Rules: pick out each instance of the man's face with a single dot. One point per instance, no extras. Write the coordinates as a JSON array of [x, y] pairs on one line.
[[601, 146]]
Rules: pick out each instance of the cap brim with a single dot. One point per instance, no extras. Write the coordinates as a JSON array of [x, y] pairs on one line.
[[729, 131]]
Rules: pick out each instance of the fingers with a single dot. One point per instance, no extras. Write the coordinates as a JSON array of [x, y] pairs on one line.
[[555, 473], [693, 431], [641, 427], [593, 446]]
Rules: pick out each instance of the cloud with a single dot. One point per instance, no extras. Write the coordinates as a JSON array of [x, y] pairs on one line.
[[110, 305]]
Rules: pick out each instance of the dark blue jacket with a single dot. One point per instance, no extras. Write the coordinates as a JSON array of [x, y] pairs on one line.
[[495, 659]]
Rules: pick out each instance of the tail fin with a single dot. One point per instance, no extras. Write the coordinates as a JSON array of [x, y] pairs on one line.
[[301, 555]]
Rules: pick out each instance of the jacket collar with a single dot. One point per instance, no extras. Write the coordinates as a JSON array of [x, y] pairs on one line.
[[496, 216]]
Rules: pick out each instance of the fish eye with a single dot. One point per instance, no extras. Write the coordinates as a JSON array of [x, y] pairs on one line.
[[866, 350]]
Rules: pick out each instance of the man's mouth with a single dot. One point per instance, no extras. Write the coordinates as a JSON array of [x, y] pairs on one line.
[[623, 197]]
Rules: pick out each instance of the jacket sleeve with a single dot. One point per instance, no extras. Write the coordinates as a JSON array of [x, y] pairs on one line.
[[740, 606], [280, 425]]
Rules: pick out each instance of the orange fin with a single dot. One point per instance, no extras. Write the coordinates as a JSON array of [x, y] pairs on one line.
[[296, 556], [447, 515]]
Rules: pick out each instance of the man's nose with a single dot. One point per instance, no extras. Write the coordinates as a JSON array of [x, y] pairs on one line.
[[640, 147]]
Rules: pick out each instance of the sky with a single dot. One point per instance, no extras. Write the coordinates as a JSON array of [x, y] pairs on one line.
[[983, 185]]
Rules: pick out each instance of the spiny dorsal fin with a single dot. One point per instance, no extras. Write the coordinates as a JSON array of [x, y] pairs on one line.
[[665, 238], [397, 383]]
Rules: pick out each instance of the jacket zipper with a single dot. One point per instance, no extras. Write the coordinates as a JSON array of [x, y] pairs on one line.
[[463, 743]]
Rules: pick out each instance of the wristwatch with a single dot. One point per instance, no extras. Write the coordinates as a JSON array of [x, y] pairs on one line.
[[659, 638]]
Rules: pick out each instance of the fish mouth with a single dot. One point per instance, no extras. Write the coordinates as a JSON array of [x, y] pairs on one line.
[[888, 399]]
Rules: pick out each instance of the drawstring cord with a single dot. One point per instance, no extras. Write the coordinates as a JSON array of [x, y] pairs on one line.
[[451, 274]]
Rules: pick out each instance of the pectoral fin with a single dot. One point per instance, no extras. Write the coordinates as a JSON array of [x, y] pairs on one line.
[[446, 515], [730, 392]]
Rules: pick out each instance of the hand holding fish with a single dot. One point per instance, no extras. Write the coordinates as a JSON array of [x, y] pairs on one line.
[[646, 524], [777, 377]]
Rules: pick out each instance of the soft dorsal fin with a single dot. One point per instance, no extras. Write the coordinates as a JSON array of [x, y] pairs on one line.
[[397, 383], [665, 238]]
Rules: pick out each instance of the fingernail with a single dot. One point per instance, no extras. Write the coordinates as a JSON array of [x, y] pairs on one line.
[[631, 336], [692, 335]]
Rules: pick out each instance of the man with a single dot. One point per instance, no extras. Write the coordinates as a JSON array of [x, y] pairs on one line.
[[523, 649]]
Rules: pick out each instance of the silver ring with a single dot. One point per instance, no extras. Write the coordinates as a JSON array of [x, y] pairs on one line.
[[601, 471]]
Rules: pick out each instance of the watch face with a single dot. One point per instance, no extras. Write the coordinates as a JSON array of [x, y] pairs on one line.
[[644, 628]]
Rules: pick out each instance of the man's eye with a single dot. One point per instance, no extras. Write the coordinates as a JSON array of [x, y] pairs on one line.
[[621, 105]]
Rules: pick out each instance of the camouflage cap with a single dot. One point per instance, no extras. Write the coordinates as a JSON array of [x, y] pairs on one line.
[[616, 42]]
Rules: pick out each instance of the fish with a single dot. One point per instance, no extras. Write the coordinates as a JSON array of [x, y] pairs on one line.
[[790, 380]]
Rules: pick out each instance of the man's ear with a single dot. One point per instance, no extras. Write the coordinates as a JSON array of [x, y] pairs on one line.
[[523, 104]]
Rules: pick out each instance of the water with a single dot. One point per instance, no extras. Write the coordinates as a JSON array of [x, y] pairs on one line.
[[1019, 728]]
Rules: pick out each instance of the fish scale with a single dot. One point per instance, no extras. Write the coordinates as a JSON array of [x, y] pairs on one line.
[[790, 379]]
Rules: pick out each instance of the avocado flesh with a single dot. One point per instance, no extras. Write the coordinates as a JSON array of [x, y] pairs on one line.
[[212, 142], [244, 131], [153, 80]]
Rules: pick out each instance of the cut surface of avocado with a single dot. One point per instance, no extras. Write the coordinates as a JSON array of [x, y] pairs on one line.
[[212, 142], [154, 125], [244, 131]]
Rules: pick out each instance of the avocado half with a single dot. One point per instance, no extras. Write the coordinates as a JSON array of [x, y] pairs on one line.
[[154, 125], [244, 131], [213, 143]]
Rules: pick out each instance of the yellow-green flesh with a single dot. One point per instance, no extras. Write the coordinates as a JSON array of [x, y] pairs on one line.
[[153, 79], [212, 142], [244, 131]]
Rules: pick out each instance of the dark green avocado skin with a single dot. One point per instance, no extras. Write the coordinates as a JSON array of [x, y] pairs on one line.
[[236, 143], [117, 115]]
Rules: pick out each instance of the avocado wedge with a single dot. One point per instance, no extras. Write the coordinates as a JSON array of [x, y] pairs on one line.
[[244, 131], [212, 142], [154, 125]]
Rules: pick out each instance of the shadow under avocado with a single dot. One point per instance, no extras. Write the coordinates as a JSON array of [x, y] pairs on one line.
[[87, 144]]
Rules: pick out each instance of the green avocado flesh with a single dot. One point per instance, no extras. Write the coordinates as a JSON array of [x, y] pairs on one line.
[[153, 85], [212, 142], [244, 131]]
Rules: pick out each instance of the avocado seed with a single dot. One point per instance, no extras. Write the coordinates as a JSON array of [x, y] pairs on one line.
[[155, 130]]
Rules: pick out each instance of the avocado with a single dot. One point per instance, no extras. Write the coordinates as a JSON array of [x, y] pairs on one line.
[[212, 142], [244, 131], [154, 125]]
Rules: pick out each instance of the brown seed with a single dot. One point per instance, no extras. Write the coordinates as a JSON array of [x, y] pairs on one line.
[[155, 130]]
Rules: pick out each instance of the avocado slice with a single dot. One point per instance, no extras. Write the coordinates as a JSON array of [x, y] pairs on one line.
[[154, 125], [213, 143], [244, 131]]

•••••

#### Requirement
Each line of the listing above should be output exactly.

#### Response to the task
Rules: pick out each instance of the man's face with a single dot. One point per instance, no extras. Write the coordinates as a JSON array of [x, y] pairs on one line.
[[601, 146]]
Rules: pick out each instance of the cap brim with a single dot. One point per instance, no extras. Write the coordinates as a JSON array of [x, y] pairs on one line.
[[729, 131]]
Rules: pick out each instance of the fingers with a single dot. One point per instance, no extras. Write the coordinates as a JSON array of [x, y] pairs on one line.
[[555, 473], [693, 431], [641, 427], [593, 446]]
Rules: pick out each instance of the cloud with a single dot. One point per instance, no extras. Write the coordinates as a JSON array of [x, y] pairs on one line.
[[110, 305]]
Rules: pick out each instance of the dark blue jacket with a single dot. One point per instance, no extras. Write the coordinates as a JSON array of [x, y] pairs on one line.
[[495, 659]]
Rules: pick out each instance of the tail fin with a single dot. One point per instance, no extras. Write the coordinates as a JSON array of [x, y] pairs on one line.
[[301, 555]]
Rules: pick out each instance of the jacket collar with a single dot. One point per instance, no extras. Write the coordinates as a JSON array of [x, y] pairs on one line.
[[496, 216]]
Rules: pick out each instance of the fish eye with a single dot. One point per instance, no extras. Write the coordinates as a JSON array of [x, y] pairs on one line.
[[866, 350]]
Rules: pick out each instance of the man's mouth with a single dot. One point per instance, no extras. Write the coordinates as a JSON array of [x, y] pairs on one line.
[[623, 197]]
Rules: pick out each instance of the jacket sleeve with a single dot. One point per instance, no extras. Write the coordinates as a JSON array of [x, y] pairs on one line.
[[740, 606], [280, 425]]
Rules: pick out each instance of the orange fin with a single dot. One point per instance, no extras. Write the coordinates as a JSON array of [x, y] pairs on one line.
[[296, 556], [447, 515]]
Rules: pick out each instance of the man's nose with a single dot. One point per instance, no extras. Write the coordinates as a JSON array of [x, y] pairs on one line.
[[640, 147]]
Rules: pick out each instance of the sky with a single dot. One point per instance, no extras. Write the coordinates as a JSON array of [x, y] pairs on one line.
[[983, 185]]
Rules: pick out each instance of the spiny dorsal fin with a single dot. One point per instance, no extras. Write the coordinates as a JSON array of [x, y] pairs on one line.
[[665, 238], [397, 383]]
Rules: pick out each instance of the jacket zipper with a single dot. One point per instance, no extras. Write the coordinates as a JSON array of [x, y] pairs on one line.
[[463, 743]]
Rules: pick out each instance of the wristwatch with a single dot. One point per instance, no extras. Write the coordinates as a JSON array of [x, y] pairs on one line.
[[659, 638]]
Rules: pick out each instance of the fish mouth with a single dot. One point per instance, no extras. Write the coordinates as a JSON array of [x, y] pairs on one line.
[[888, 399]]
Rules: pick out each instance of the drawstring cord with a single dot. One point per instance, no extras. Write the coordinates as a JSON array of [x, y] pairs on one line.
[[451, 274]]
Rules: pick out each instance of the pectoral fin with a single dot. One point per instance, no extras. Write the coordinates as a JSON array of [x, y] pairs on one line.
[[446, 515], [730, 392]]
Rules: pick out each instance of the hand holding fish with a single dot. One point per instance, no extras. Write the coordinates as a JSON array of [x, y] pairs on one line.
[[646, 524], [777, 377]]
Rules: pick out each instance of the soft dorsal fin with a single dot. One point per instance, no extras. Write the coordinates as a JSON array of [x, y] pairs on one line.
[[397, 383], [665, 238]]
Rules: pick out each instance of the fingernail with a single dot. One point per instance, no extras. Write the coordinates as a JSON array of [x, y] pairs on one line.
[[631, 336], [692, 335]]
Rules: pick out each instance of the man with a single dot. One point per instance, no extras. Write the coordinates as a JSON array of [x, y] pairs on one line.
[[523, 649]]
Rules: pick out each instance of the silver ring with a single dot. One point per instance, no extras. Write the coordinates as a JSON array of [x, y] pairs on one line.
[[601, 471]]
Rules: pick out each instance of the watch face with a single dot. One point per instance, no extras. Write the coordinates as a JSON array of [x, y] pairs on one line.
[[644, 628]]
Rules: pick out each instance of the man's eye with a single dot. One point per instance, no extras. Write the coordinates as a JSON array of [x, y] pairs on one line.
[[621, 105]]
Rules: pick out each instance of the camouflage cap with a single dot. One point per instance, no extras. Write the coordinates as a JSON array of [x, y] pairs on one line.
[[616, 42]]
Rules: pick out each instance of the fish with a single dot. One point per instance, no extras. Write the coordinates as a JSON array of [x, y] pairs on one line.
[[790, 380]]
Rules: pick out each instance of the man's ear with a single dot. One point per instance, no extras. Write the coordinates as a JSON array of [x, y] pairs on one line.
[[523, 104]]
Rules: pick out each instance of the water with a single dot. One point per instance, no extras. Write the coordinates as a JSON array of [x, y] pairs on one line.
[[1019, 728]]
Rules: pick out each instance of the fish scale with a single dot. One point per instance, no extras. Write the coordinates as a JSON array of [x, y] pairs on one line.
[[790, 379]]
Rules: pick out each instance of the avocado flesh with a single dot. One point per instance, no extras. Write the coordinates as a JSON array of [x, y] pairs on one line.
[[212, 142], [244, 131], [153, 80]]
Rules: pick out each instance of the cut surface of avocado with a single dot. One point per instance, no extras. Write the coordinates as a JSON array of [x, y] pairs on one line.
[[212, 142], [154, 125], [244, 131]]
Rules: pick out each instance of the avocado half with a single dot. One point per instance, no extras. Write the coordinates as a JSON array of [x, y] pairs on one line.
[[154, 125], [244, 131], [213, 143]]
Rules: pick out each instance of the yellow-green flesh with a single dot. One point per instance, no extras. Write the coordinates as a JSON array of [x, y] pairs on one line.
[[153, 79], [212, 142], [244, 131]]
Rules: pick out each instance of the dark green avocado skin with a single dot. One point per instance, no extras. Write the coordinates as a JSON array of [x, y] pairs on one line.
[[236, 143], [117, 115]]
Rules: pick out each instance of the avocado wedge with a single dot. One point per instance, no extras. Write the coordinates as a JSON array of [x, y] pairs on one line.
[[244, 131], [212, 142], [154, 125]]
Rules: pick out each instance of the shadow under avocado with a single dot. One point per instance, no extras. Write the coordinates as a JSON array of [x, y] pairs on one line.
[[87, 144]]
Rules: pick out each instance of the green avocado flesh with a single dot. One point per instance, no extras. Write the coordinates as a JSON array of [x, y] pairs on one line.
[[153, 85], [212, 142], [244, 131]]
Rules: pick out each instance of the avocado seed with a single dot. One point per instance, no extras. Write the coordinates as a JSON array of [x, y] pairs on one line.
[[155, 130]]
Rules: pick out each instance of the avocado with a single dot. One point per instance, no extras. Write the coordinates as a JSON array of [x, y] pairs on one line.
[[212, 142], [244, 131], [154, 125]]
Rules: pick out each instance of the brown seed with a single dot. One point per instance, no extras. Write the coordinates as a JSON array of [x, y] pairs on one line.
[[155, 130]]
Rules: pick out each instance of the avocado slice with a single dot. One point per instance, no extras. Write the coordinates as a JSON array of [x, y] pairs on one line.
[[154, 125], [213, 143], [244, 131]]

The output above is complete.